◆ **EXERCISE DETAILS**:
Across the records below, count every line that contains the string "countertop", then report the count alone.

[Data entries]
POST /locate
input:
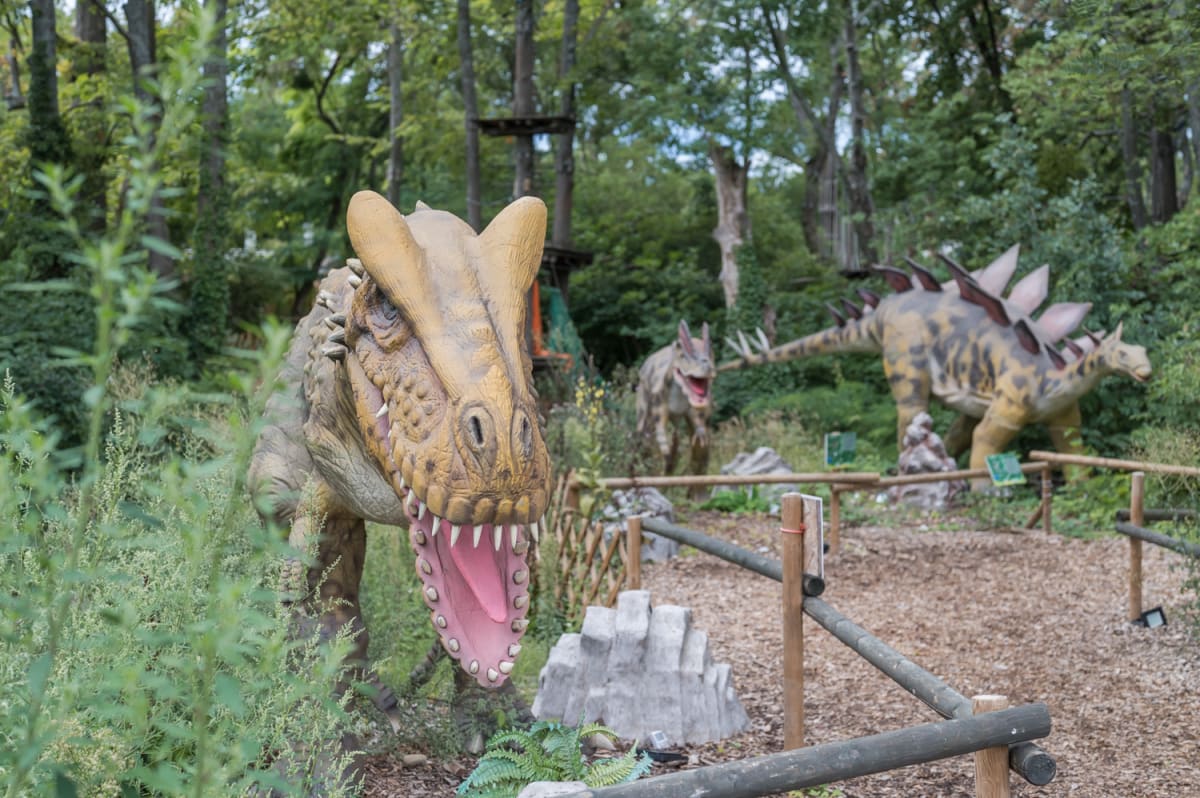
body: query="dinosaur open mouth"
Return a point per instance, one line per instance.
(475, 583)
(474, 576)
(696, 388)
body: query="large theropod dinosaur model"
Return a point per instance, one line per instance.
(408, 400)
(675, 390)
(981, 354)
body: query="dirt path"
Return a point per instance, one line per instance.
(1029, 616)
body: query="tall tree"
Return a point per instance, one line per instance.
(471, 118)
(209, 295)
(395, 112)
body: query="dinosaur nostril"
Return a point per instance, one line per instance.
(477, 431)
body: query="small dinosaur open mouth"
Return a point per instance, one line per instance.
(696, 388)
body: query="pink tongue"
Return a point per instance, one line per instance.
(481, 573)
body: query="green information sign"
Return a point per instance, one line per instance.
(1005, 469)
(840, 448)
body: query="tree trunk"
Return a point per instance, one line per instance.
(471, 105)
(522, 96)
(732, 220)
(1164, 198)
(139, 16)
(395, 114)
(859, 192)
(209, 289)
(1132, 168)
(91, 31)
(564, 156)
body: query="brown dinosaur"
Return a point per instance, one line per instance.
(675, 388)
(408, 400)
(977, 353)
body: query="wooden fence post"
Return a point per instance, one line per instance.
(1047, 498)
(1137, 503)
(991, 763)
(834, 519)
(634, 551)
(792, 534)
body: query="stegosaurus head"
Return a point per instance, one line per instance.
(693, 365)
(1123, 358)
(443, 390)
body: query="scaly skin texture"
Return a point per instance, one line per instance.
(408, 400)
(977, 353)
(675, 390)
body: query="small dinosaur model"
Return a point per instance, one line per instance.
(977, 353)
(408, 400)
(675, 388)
--
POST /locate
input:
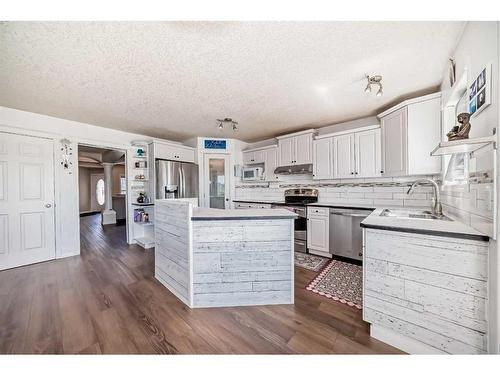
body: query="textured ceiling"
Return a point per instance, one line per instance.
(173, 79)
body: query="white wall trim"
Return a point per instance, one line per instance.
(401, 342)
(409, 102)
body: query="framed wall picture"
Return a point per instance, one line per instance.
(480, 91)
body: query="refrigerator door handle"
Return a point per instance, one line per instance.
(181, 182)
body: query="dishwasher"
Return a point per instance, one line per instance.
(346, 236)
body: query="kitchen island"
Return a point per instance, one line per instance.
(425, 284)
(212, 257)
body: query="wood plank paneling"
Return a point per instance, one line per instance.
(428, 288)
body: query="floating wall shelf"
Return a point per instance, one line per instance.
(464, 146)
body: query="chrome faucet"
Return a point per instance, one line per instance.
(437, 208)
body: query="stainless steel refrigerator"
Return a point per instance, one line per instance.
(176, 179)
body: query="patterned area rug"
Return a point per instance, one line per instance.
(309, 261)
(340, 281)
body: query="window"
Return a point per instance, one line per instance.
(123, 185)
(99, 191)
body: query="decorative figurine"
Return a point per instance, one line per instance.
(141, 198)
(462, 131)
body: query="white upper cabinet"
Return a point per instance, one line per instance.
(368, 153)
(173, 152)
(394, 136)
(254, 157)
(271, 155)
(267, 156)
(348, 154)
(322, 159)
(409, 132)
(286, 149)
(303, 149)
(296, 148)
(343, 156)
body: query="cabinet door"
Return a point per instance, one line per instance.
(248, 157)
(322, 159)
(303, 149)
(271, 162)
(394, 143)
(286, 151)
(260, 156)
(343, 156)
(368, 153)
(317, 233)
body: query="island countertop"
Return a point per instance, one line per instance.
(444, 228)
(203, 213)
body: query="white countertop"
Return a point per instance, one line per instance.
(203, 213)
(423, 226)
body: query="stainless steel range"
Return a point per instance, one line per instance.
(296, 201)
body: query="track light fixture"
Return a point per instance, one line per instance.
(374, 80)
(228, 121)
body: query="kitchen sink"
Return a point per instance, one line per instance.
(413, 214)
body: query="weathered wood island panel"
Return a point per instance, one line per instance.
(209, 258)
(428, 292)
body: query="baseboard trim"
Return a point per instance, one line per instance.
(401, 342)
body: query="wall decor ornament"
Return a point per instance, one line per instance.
==
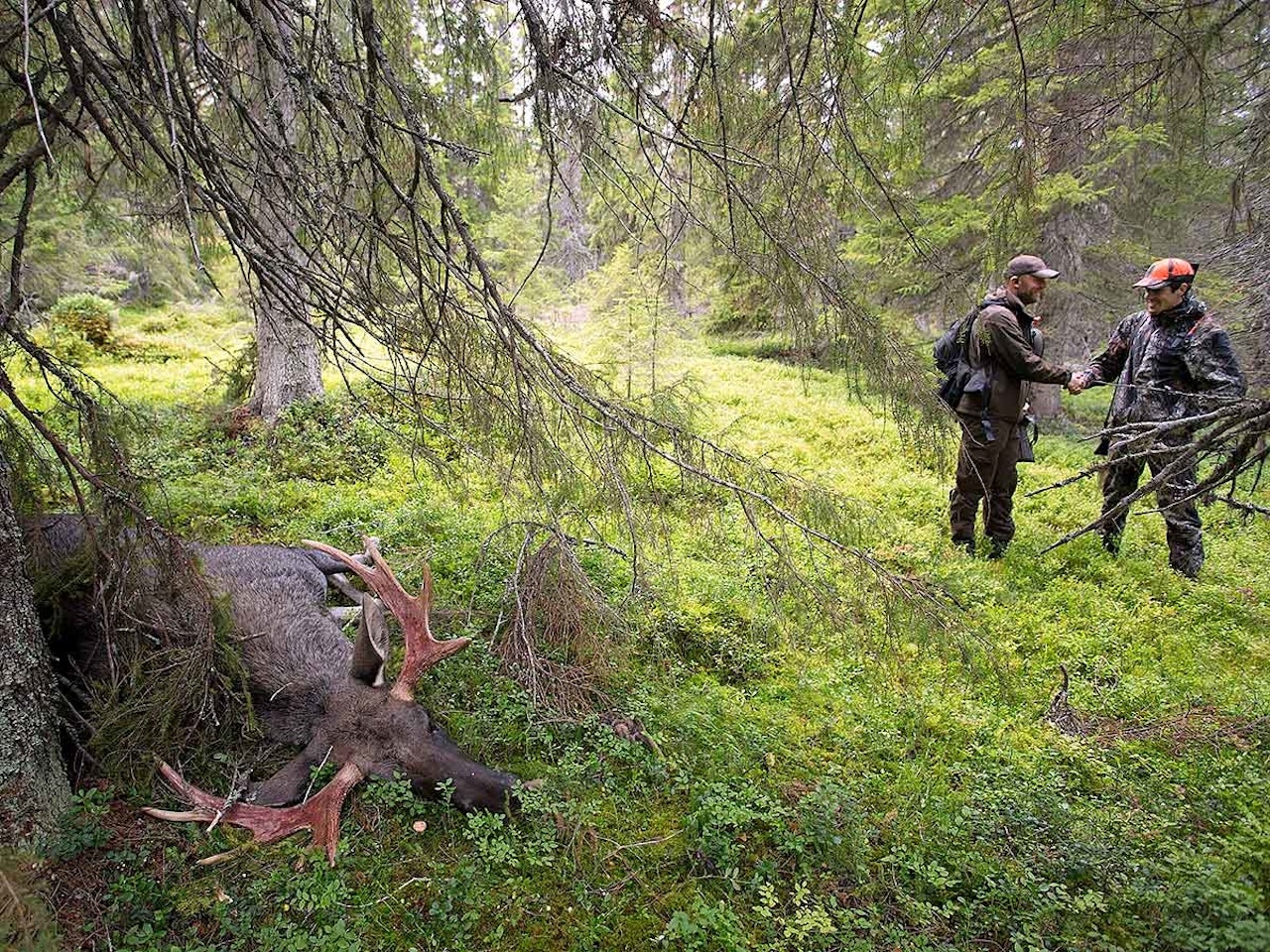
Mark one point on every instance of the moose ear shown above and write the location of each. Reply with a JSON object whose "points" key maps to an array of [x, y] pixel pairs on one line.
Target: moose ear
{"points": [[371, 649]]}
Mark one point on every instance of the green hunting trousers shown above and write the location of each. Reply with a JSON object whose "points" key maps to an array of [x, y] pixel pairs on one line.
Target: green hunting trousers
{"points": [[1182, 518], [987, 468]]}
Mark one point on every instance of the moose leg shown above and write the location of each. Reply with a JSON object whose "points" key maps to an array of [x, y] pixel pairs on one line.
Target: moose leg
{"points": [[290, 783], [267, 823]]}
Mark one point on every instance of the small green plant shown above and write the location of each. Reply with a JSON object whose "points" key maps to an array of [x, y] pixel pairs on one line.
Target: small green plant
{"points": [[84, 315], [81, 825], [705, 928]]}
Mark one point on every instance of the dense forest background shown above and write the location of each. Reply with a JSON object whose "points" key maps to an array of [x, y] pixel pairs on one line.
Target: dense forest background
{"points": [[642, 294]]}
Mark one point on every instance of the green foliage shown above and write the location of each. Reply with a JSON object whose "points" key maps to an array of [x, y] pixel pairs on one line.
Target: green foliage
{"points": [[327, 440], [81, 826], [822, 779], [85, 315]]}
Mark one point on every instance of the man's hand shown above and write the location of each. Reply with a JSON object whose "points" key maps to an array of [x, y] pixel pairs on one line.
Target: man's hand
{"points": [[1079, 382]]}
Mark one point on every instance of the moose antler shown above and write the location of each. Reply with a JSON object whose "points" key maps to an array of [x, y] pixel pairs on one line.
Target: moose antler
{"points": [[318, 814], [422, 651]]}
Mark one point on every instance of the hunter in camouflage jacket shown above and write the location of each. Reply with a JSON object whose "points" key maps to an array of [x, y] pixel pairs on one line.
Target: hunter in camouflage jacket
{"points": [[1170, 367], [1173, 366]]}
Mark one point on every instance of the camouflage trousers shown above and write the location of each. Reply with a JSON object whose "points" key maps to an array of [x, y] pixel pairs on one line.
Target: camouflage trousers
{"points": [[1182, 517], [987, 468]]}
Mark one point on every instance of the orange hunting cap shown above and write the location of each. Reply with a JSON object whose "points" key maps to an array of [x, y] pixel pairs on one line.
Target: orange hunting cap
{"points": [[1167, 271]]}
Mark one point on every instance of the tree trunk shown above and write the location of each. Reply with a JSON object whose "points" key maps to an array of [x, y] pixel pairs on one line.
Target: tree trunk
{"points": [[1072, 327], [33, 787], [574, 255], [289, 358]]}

◆ **SOLUTION**:
2